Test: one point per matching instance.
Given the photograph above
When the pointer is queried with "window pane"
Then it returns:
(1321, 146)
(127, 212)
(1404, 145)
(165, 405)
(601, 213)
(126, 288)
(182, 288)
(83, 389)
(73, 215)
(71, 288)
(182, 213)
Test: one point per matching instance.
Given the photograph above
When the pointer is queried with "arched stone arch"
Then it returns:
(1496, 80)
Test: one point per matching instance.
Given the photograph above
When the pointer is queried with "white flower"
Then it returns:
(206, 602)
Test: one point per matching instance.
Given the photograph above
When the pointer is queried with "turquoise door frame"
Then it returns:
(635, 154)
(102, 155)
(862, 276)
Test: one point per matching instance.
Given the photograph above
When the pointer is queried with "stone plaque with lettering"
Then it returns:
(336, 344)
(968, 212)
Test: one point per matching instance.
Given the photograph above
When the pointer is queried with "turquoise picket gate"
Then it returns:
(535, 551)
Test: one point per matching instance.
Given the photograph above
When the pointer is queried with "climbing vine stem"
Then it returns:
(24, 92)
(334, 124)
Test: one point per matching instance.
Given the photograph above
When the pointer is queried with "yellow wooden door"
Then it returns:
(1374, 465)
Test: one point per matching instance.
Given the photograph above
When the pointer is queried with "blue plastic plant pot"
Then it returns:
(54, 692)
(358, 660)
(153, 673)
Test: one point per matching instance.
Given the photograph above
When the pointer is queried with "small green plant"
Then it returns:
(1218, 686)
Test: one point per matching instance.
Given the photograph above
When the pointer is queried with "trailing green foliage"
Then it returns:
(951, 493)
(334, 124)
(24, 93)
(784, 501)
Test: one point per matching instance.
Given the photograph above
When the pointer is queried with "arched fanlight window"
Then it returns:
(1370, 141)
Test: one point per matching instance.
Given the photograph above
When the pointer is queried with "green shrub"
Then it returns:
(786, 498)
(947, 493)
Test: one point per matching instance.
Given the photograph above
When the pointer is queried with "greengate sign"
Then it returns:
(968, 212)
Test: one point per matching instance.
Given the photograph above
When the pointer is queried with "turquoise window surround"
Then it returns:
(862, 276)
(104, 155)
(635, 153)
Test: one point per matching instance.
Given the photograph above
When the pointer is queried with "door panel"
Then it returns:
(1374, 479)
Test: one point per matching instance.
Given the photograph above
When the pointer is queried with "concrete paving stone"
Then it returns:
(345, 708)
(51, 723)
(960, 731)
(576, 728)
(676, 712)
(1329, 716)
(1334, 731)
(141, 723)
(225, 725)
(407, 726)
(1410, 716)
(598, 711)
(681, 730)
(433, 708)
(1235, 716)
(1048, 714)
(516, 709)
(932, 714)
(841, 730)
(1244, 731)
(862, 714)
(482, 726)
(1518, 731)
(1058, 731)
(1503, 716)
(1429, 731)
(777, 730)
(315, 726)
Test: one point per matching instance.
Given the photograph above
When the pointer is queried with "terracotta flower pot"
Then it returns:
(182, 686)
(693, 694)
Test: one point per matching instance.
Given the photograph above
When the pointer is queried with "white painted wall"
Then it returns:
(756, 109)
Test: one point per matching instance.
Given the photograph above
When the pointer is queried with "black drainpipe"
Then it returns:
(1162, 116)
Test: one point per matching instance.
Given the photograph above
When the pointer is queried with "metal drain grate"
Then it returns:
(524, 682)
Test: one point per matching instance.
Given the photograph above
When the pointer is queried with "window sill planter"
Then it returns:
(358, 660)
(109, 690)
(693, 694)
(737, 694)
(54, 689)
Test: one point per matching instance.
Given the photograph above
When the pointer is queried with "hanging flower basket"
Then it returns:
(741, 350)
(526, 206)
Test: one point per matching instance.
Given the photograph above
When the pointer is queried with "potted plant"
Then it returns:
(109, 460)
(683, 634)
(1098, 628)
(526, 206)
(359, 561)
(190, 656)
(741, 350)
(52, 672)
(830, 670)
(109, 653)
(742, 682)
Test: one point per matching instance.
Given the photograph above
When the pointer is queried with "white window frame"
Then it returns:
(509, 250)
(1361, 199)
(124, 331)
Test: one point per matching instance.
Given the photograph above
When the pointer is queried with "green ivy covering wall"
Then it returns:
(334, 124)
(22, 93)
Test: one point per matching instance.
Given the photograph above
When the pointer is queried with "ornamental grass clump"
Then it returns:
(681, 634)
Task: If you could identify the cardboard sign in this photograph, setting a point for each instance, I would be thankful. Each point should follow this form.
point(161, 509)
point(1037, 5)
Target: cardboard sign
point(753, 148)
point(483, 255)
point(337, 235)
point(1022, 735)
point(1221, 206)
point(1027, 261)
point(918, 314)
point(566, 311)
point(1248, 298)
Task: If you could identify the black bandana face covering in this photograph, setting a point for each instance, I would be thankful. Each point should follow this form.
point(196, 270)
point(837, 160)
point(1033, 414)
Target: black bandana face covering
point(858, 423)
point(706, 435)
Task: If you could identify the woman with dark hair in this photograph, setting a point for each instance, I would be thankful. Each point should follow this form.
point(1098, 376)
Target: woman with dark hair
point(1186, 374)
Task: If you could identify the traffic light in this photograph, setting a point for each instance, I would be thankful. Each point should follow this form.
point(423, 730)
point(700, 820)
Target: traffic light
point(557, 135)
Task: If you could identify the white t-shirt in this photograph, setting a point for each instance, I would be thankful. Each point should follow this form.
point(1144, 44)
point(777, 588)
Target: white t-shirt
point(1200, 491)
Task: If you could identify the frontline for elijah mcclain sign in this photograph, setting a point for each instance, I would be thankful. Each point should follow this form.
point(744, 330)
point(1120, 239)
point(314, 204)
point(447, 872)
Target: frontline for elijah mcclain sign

——————

- **REQUIREMENT**
Render all of the records above as a Markdown table with two columns, "Number" and "Entry." Give each line its own sequentially numbered row and omit blank lines.

- **REPLY**
| Number | Entry |
|---|---|
| 1 | Test: one point per matching instance. |
| 2 | Given the photograph above |
| 3 | When the pointer is queried with "window pane" |
| 4 | Then it returns: |
| 5 | (1321, 146) |
| 6 | (127, 212) |
| 7 | (1404, 145) |
| 8 | (165, 405) |
| 9 | (601, 213) |
| 10 | (126, 288) |
| 11 | (182, 288) |
| 12 | (83, 389) |
| 13 | (73, 215) |
| 14 | (71, 288) |
| 15 | (182, 213) |
| 16 | Test: one point per matching instance. |
| 17 | Given the photograph above |
| 18 | When the pointer is queried with "arched stone arch" |
| 19 | Then it returns: |
| 20 | (1496, 80) |
| 21 | Test: one point per matching instance. |
| 22 | Given the photograph above |
| 23 | When the pointer is queried with "white flower" |
| 24 | Then it returns: |
| 25 | (206, 602) |
| 26 | Test: one point per matching instance. |
| 27 | Given the photograph above |
| 28 | When the pointer is queried with "turquoise door frame" |
| 29 | Then it returns: |
| 30 | (635, 154) |
| 31 | (102, 155) |
| 32 | (862, 276) |
| 33 | Test: one point per matching instance. |
| 34 | Given the photograph above |
| 35 | When the pointer is queried with "stone plaque with lettering" |
| 36 | Then it returns: |
| 37 | (336, 344) |
| 38 | (968, 212) |
| 39 | Test: one point per matching instance. |
| 40 | Given the photograph above |
| 41 | When the pointer is queried with "turquoise picket gate" |
| 42 | Then it returns: |
| 43 | (535, 551) |
| 44 | Test: one point per matching instance. |
| 45 | Given the photograph above |
| 46 | When the pointer is queried with "climbing vine stem" |
| 47 | Then it returns: |
| 48 | (24, 92) |
| 49 | (334, 124) |
| 50 | Test: one point per matching instance. |
| 51 | Given the photograph above |
| 52 | When the pointer is queried with "yellow wooden door" |
| 53 | Then it returns: |
| 54 | (1374, 465) |
| 55 | Test: one point per matching instance. |
| 56 | Given the photograph above |
| 57 | When the pointer is queried with "blue plastic plant pot" |
| 58 | Then it returns: |
| 59 | (54, 692) |
| 60 | (358, 660) |
| 61 | (153, 673) |
| 62 | Test: one point per matching instance. |
| 63 | Given the photograph above |
| 64 | When the pointer is queried with "small green plant" |
| 65 | Then it returns: |
| 66 | (1218, 686) |
| 67 | Test: one point per matching instance. |
| 68 | Given the photograph above |
| 69 | When the pointer is queried with "trailing green foliage" |
| 70 | Then it returns: |
| 71 | (951, 493) |
| 72 | (334, 124) |
| 73 | (24, 93) |
| 74 | (784, 501) |
| 75 | Test: one point per matching instance. |
| 76 | Given the photograph above |
| 77 | When the pointer is queried with "arched fanlight window" |
| 78 | Then it returns: |
| 79 | (1370, 141) |
| 80 | Test: one point per matching instance. |
| 81 | Given the photograph above |
| 82 | When the pointer is queried with "green shrub" |
| 83 | Then it returns: |
| 84 | (786, 498) |
| 85 | (947, 493) |
| 86 | Test: one point per matching instance. |
| 87 | Given the photograph above |
| 88 | When the pointer is queried with "greengate sign" |
| 89 | Then it returns: |
| 90 | (968, 212) |
| 91 | Test: one point per matching instance. |
| 92 | Given the photograph above |
| 93 | When the pointer is queried with "turquoise window surround" |
| 94 | Then it returns: |
| 95 | (862, 276) |
| 96 | (104, 155) |
| 97 | (635, 153) |
| 98 | Test: one point per matching instance. |
| 99 | Given the photograph above |
| 100 | When the pointer is queried with "door panel" |
| 101 | Then it returns: |
| 102 | (1374, 479) |
| 103 | Test: one point per matching instance. |
| 104 | Given the photograph above |
| 105 | When the pointer is queried with "concrete paving stone" |
| 106 | Then it returns: |
| 107 | (345, 708) |
| 108 | (51, 723) |
| 109 | (960, 731) |
| 110 | (576, 728) |
| 111 | (676, 712) |
| 112 | (1329, 716) |
| 113 | (1334, 731) |
| 114 | (141, 723) |
| 115 | (225, 725) |
| 116 | (407, 726) |
| 117 | (1410, 716) |
| 118 | (598, 711) |
| 119 | (681, 730) |
| 120 | (433, 708) |
| 121 | (1235, 716) |
| 122 | (1048, 714) |
| 123 | (516, 709) |
| 124 | (932, 714) |
| 125 | (841, 730) |
| 126 | (1244, 731) |
| 127 | (862, 714) |
| 128 | (482, 726) |
| 129 | (1518, 731) |
| 130 | (1058, 731) |
| 131 | (1503, 716) |
| 132 | (1429, 731) |
| 133 | (777, 730) |
| 134 | (315, 726) |
| 135 | Test: one point per matching instance. |
| 136 | Given the photograph above |
| 137 | When the pointer is queried with "terracotta flower pot" |
| 138 | Then it returns: |
| 139 | (182, 686) |
| 140 | (693, 694) |
| 141 | Test: one point per matching instance. |
| 142 | Given the photograph above |
| 143 | When the pointer is queried with "white painted wall" |
| 144 | Then it returns: |
| 145 | (756, 109) |
| 146 | Test: one point per matching instance. |
| 147 | Given the photograph above |
| 148 | When the pointer is queried with "black drainpipe" |
| 149 | Then it returns: |
| 150 | (1162, 116) |
| 151 | Test: one point per matching instance. |
| 152 | Given the photograph above |
| 153 | When the pointer is queried with "metal drain grate" |
| 154 | Then it returns: |
| 155 | (524, 682) |
| 156 | Test: one point per matching instance. |
| 157 | Given the photograph above |
| 158 | When the pointer is queried with "window sill planter" |
| 159 | Then it returns: |
| 160 | (358, 660) |
| 161 | (109, 690) |
| 162 | (693, 694) |
| 163 | (737, 694) |
| 164 | (54, 689) |
| 165 | Test: one point per matching instance. |
| 166 | Given the photograph above |
| 167 | When the pointer is queried with "hanging flower basket" |
| 168 | Then it returns: |
| 169 | (741, 350) |
| 170 | (526, 206) |
| 171 | Test: one point per matching instance. |
| 172 | Given the photograph above |
| 173 | When the pointer is queried with "potted plant" |
| 174 | Then it returns: |
| 175 | (109, 460) |
| 176 | (683, 634) |
| 177 | (1098, 628) |
| 178 | (526, 206) |
| 179 | (359, 561) |
| 180 | (190, 656) |
| 181 | (741, 350) |
| 182 | (52, 672) |
| 183 | (830, 670) |
| 184 | (109, 653) |
| 185 | (742, 682) |
| 186 | Test: one point per matching instance. |
| 187 | Given the photograph above |
| 188 | When the pointer is queried with "white window frame" |
| 189 | Then it returns: |
| 190 | (509, 250) |
| 191 | (1361, 199) |
| 192 | (124, 331) |
| 193 | Test: one point per matching instance. |
| 194 | Given the photograph above |
| 195 | When the pointer is queried with "green ivy covering wall" |
| 196 | Then it returns: |
| 197 | (334, 124) |
| 198 | (22, 93) |
| 199 | Test: one point per matching instance. |
| 200 | Given the photograph above |
| 201 | When the pointer is queried with "ornamental grass clump" |
| 202 | Then it returns: |
| 203 | (681, 634) |
| 204 | Task: If you could identify the cardboard sign in this photograph, setting a point for each instance, I would be thankful. Each point should follow this form. |
| 205 | point(161, 509) |
| 206 | point(1037, 5) |
| 207 | Target: cardboard sign |
| 208 | point(753, 148) |
| 209 | point(483, 255) |
| 210 | point(337, 235) |
| 211 | point(1022, 735) |
| 212 | point(1221, 206) |
| 213 | point(1027, 261) |
| 214 | point(918, 314) |
| 215 | point(566, 311) |
| 216 | point(1248, 298) |
| 217 | Task: If you could identify the black bandana face covering in this photograph, setting a point for each instance, I would be thankful. Each point should follow this form. |
| 218 | point(196, 270) |
| 219 | point(837, 160) |
| 220 | point(1033, 414) |
| 221 | Target: black bandana face covering |
| 222 | point(858, 423) |
| 223 | point(706, 435) |
| 224 | Task: If you could identify the woman with dark hair in this photograph, setting a point for each instance, I would be thankful. Each point should follow this form. |
| 225 | point(1098, 376) |
| 226 | Target: woman with dark hair |
| 227 | point(1186, 374) |
| 228 | Task: If you could identify the traffic light in this photograph, setting a point for each instance, I would be thankful. Each point should follow this form. |
| 229 | point(423, 730) |
| 230 | point(700, 820) |
| 231 | Target: traffic light |
| 232 | point(557, 135) |
| 233 | Task: If you could identify the white t-shirt in this photograph, setting a point for each instance, I would be thankful. Each point should follow this form. |
| 234 | point(1144, 44) |
| 235 | point(777, 588) |
| 236 | Target: white t-shirt |
| 237 | point(1200, 491) |
| 238 | Task: If you could identify the frontline for elijah mcclain sign in this photograph, setting a point for each instance, I would be thankful. Each point should follow this form. |
| 239 | point(744, 330) |
| 240 | point(1120, 239) |
| 241 | point(314, 204) |
| 242 | point(447, 872) |
| 243 | Target: frontline for elijah mcclain sign |